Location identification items

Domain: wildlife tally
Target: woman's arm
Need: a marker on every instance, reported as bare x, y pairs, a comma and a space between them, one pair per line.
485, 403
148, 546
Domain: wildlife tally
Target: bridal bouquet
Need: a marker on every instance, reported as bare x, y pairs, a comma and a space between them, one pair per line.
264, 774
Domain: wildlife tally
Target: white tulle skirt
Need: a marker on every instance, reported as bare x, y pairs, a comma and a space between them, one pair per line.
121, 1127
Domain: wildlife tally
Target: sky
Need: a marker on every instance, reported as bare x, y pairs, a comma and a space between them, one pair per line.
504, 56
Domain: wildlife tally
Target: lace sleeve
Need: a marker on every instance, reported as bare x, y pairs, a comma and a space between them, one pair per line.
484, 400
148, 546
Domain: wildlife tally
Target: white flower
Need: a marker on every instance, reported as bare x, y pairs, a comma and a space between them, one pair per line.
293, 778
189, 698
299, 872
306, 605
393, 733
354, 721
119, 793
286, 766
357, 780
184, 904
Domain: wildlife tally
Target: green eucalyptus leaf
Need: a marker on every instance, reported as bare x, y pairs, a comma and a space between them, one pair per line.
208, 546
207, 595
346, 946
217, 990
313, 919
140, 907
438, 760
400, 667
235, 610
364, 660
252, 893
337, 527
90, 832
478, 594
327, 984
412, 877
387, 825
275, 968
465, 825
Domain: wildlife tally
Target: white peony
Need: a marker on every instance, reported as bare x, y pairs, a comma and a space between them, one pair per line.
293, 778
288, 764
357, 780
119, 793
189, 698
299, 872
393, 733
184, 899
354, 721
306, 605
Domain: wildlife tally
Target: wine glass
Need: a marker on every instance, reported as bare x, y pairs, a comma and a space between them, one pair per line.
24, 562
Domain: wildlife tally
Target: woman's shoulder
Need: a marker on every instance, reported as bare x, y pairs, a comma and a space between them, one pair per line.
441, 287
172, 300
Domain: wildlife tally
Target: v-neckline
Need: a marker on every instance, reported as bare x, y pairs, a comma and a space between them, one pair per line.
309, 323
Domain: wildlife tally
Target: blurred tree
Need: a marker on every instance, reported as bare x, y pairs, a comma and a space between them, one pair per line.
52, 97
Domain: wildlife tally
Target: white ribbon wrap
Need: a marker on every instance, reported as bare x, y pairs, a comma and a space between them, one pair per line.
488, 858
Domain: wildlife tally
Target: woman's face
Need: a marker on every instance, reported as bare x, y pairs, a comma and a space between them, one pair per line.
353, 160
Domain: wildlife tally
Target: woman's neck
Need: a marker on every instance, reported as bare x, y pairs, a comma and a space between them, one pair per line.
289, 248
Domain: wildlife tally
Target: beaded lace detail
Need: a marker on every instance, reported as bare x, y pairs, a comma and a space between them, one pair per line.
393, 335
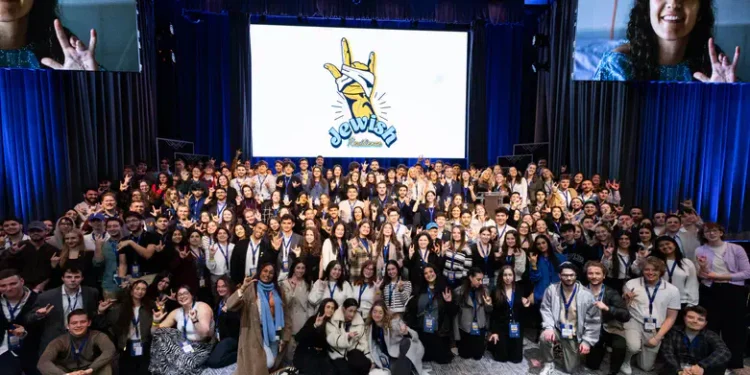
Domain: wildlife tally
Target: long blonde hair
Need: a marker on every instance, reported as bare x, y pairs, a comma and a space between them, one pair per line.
65, 252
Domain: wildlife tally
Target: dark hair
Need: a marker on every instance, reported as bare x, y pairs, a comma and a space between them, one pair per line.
83, 312
644, 45
125, 316
700, 310
678, 256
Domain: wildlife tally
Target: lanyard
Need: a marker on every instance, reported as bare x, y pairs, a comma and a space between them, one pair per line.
184, 322
76, 350
332, 290
569, 301
72, 306
136, 320
475, 304
670, 271
651, 297
362, 289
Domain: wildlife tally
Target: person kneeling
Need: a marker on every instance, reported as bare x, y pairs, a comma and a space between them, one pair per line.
570, 317
694, 350
80, 351
394, 348
349, 347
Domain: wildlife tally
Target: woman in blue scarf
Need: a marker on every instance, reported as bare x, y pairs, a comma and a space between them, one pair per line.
263, 330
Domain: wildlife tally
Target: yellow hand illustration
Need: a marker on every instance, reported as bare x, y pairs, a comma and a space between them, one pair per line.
355, 81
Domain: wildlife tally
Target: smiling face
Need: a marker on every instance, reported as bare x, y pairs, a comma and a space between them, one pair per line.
673, 19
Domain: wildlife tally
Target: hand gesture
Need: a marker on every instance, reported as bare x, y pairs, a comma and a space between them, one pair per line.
55, 260
548, 335
42, 312
447, 295
533, 258
77, 55
722, 69
159, 315
357, 95
105, 305
319, 319
17, 330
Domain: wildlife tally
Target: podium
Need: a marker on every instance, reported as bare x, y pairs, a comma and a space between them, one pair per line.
493, 201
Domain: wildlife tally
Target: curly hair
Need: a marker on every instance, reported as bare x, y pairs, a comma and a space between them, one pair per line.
644, 45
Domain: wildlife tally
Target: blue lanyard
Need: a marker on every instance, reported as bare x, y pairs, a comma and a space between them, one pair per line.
332, 290
184, 322
670, 271
76, 350
362, 289
651, 297
568, 302
136, 320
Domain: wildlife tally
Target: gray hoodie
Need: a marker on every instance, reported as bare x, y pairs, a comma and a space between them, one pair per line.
588, 324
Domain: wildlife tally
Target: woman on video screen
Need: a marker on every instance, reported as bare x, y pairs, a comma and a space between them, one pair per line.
32, 37
669, 40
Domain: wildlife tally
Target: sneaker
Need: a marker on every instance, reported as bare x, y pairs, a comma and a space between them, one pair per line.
626, 369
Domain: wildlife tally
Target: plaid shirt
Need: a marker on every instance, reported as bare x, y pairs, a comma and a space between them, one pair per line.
707, 350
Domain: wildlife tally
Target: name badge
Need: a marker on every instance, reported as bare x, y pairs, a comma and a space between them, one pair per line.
136, 349
186, 347
135, 270
566, 331
429, 324
475, 329
514, 330
14, 342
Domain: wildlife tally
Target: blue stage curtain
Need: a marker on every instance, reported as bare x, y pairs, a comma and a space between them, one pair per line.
695, 144
34, 180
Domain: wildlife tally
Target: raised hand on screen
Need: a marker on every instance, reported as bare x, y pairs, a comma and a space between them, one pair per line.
723, 70
78, 56
355, 81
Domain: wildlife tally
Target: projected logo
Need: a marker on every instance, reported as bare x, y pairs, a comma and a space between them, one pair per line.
356, 86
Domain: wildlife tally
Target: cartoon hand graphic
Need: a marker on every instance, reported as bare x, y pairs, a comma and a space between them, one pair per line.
355, 81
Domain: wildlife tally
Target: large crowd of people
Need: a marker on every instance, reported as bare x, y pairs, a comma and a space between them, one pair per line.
301, 268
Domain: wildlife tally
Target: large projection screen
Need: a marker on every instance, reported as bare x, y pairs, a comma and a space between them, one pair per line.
343, 92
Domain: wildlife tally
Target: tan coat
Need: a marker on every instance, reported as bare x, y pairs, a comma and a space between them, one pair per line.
251, 358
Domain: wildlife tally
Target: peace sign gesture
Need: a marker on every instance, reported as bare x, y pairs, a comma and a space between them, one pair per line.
722, 69
77, 55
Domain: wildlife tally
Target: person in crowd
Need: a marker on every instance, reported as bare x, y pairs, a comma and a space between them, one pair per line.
331, 285
181, 339
311, 355
475, 305
614, 313
54, 305
348, 346
367, 288
394, 347
723, 269
18, 354
336, 248
694, 350
81, 350
570, 317
505, 340
681, 271
296, 296
653, 305
128, 323
227, 327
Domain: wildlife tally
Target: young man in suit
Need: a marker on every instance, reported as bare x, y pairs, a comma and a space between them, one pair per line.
18, 354
53, 306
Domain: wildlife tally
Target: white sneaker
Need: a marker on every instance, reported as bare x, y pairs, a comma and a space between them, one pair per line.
626, 369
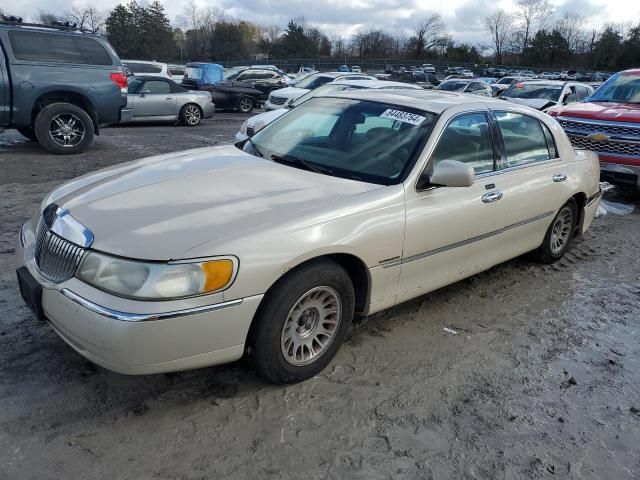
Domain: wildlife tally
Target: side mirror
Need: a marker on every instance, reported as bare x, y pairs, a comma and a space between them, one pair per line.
451, 173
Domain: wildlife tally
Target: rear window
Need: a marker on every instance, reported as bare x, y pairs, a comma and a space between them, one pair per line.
51, 47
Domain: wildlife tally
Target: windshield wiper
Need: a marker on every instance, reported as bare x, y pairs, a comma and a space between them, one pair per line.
299, 162
255, 147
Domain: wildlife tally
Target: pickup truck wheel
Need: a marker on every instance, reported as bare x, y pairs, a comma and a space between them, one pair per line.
64, 128
246, 104
558, 237
28, 132
190, 115
302, 323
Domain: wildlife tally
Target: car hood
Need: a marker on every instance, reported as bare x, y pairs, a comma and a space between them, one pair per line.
259, 121
160, 207
616, 112
537, 103
290, 92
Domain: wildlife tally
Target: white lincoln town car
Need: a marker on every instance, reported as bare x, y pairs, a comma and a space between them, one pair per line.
347, 205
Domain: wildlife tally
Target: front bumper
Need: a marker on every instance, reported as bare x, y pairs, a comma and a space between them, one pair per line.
126, 115
141, 343
620, 174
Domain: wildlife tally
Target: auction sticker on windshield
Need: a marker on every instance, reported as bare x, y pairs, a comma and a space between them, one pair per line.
401, 116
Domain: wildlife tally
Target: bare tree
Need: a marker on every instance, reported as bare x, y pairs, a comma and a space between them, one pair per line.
427, 34
570, 26
499, 25
46, 17
86, 18
531, 16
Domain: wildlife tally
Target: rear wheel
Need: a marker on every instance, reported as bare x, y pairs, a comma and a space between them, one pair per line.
28, 132
245, 104
191, 115
559, 235
64, 128
302, 323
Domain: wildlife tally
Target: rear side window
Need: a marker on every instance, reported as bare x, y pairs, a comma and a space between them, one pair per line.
150, 68
157, 86
524, 139
51, 47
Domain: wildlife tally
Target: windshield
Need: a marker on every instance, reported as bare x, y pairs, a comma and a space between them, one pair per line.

TASK GOAL
Extract every line of the records above that contains the string "side", matching case exactly.

TASK SOLUTION
Target: side mirror
Target: rear side window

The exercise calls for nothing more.